**Brief**
Copy every one of the records below word for word, leaving each line unchanged.

[Excerpts from location labeling data]
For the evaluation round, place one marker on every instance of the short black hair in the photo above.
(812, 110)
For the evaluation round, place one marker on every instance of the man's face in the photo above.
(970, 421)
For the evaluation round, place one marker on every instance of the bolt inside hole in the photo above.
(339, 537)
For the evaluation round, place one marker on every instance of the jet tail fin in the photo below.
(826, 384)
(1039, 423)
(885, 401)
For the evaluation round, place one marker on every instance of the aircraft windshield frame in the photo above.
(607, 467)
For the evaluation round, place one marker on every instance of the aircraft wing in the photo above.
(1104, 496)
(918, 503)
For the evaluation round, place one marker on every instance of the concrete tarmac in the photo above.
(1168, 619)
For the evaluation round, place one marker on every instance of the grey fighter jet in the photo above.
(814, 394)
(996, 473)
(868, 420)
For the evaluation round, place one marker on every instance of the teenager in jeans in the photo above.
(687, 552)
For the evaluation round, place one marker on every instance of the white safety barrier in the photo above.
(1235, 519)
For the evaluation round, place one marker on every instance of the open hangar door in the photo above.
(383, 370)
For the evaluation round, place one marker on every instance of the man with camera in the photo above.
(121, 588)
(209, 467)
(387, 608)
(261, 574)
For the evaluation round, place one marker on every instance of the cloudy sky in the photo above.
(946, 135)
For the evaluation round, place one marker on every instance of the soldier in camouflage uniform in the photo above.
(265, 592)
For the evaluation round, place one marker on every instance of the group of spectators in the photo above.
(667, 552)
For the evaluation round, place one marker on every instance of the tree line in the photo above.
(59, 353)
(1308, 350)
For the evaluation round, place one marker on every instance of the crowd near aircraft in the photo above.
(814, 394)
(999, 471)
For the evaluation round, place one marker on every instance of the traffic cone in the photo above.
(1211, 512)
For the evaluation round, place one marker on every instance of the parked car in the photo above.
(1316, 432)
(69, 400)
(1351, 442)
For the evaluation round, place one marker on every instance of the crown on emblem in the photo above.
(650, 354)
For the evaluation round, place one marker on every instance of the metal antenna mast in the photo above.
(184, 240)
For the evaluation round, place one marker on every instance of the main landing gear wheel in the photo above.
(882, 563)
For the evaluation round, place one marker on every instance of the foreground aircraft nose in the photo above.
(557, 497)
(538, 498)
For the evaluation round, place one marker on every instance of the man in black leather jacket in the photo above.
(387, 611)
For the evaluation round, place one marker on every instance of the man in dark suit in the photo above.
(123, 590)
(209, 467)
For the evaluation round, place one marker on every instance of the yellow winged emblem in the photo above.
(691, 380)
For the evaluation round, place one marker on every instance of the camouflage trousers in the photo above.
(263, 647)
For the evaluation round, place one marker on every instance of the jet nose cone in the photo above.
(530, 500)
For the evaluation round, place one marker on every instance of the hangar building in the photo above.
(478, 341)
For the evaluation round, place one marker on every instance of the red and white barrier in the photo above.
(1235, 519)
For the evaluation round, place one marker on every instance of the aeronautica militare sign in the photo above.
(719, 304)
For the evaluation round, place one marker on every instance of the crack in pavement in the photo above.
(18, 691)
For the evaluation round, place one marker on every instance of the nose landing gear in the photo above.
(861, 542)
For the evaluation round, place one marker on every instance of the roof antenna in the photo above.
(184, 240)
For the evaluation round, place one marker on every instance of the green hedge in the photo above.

**Result of this task**
For the evaluation round, place one marker on every instance of the short black hair in the photo above.
(812, 110)
For the evaluation round, place one marker on every instance of the man's face in the photo above.
(970, 421)
For the evaluation round, place one marker on every instance of the bolt inside hole in the photo above.
(339, 537)
For the evaluation round, place one marker on every instance of the jet tail fin in the photo below.
(826, 384)
(1039, 423)
(885, 401)
For the evaluation round, place one marker on every instance of the aircraft windshield frame in the photo above.
(607, 467)
For the evaluation round, place one marker on every instance of the aircraft wing in the photo above.
(1104, 496)
(918, 503)
For the evaluation round, place one marker on every instance of the concrete tarmac in the photo above.
(1168, 619)
For the evaluation round, place one marker on every instance of the grey fighter jet in the photo above.
(814, 394)
(996, 473)
(868, 420)
For the evaluation round, place one marker on every instance of the teenager in jeans in the photo above.
(687, 552)
For the evaluation round, place one marker on every instance of the white safety barrier in the photo above.
(1235, 519)
For the evaluation round, place one marker on every instance of the open hangar door in the photo above.
(383, 370)
For the evaluation round, place one marker on every instance of the man with camera in the photo above.
(121, 588)
(209, 467)
(387, 608)
(261, 574)
For the evaluation round, place one marker on every instance of the cloudy sky in the photo above.
(946, 135)
For the evaluation round, place one marker on every instance of the soldier in camouflage uniform in the photo above.
(265, 592)
For the evaluation round, place one marker on every instance of the group of spectators in the photo above.
(667, 552)
For the evaluation round, place one marker on every instance of the tree line in the photo above.
(59, 353)
(1308, 350)
For the evaluation round, place one marker on every instance of the crowd near aircraft in the photo above.
(814, 394)
(999, 471)
For the evaluation round, place one marker on every instance of the traffic cone in the photo above.
(1211, 512)
For the evaluation round, place one marker on every instance of the parked car in the photo above.
(1316, 432)
(69, 400)
(1351, 442)
For the evaluation round, place one marker on every instance of the crown on emblem in the photo above.
(650, 354)
For the evaluation round, place one marker on every instance of the metal antenna mast in the photo above.
(184, 240)
For the evaluation round, place one marker on every instance of the main landing gear wheel in the photo above.
(882, 563)
For the evaluation round, place one marker on every instance of the foreground aircraft nose in the photo above.
(557, 497)
(538, 498)
For the evaluation round, place one marker on every instance of the man in black leather jacket in the photo above.
(387, 611)
For the evaluation round, place one marker on every instance of the man in dark suit in the photo above.
(123, 590)
(209, 467)
For the evaluation round, place one marker on every instance of the yellow winged emblem in the photo above.
(691, 380)
For the evaluation round, place one marker on every instance of the camouflage trousers in the photo above.
(263, 647)
For the evaluation round, place one marker on every instance of the jet nose cone in the photo above.
(530, 500)
For the evaluation round, place one marker on every instance of the hangar building in the photo above.
(478, 341)
For the evaluation round, place one marker on every instance of the red and white barrier in the photo above.
(1235, 519)
For the evaluation round, place one marker on every instance of the aeronautica militare sign in the photo above.
(719, 304)
For the evaluation round, place one marker on every instance of the crack in pavement in the photo above.
(18, 691)
For the evaluation round, place one marker on every instance of the nose landing gear in the photo above.
(861, 542)
For the evaluation round, place one marker on every instance of the roof antenna in the photo above.
(184, 240)
For the evaluation round, place one marker on every instance of the green hedge in the photo above.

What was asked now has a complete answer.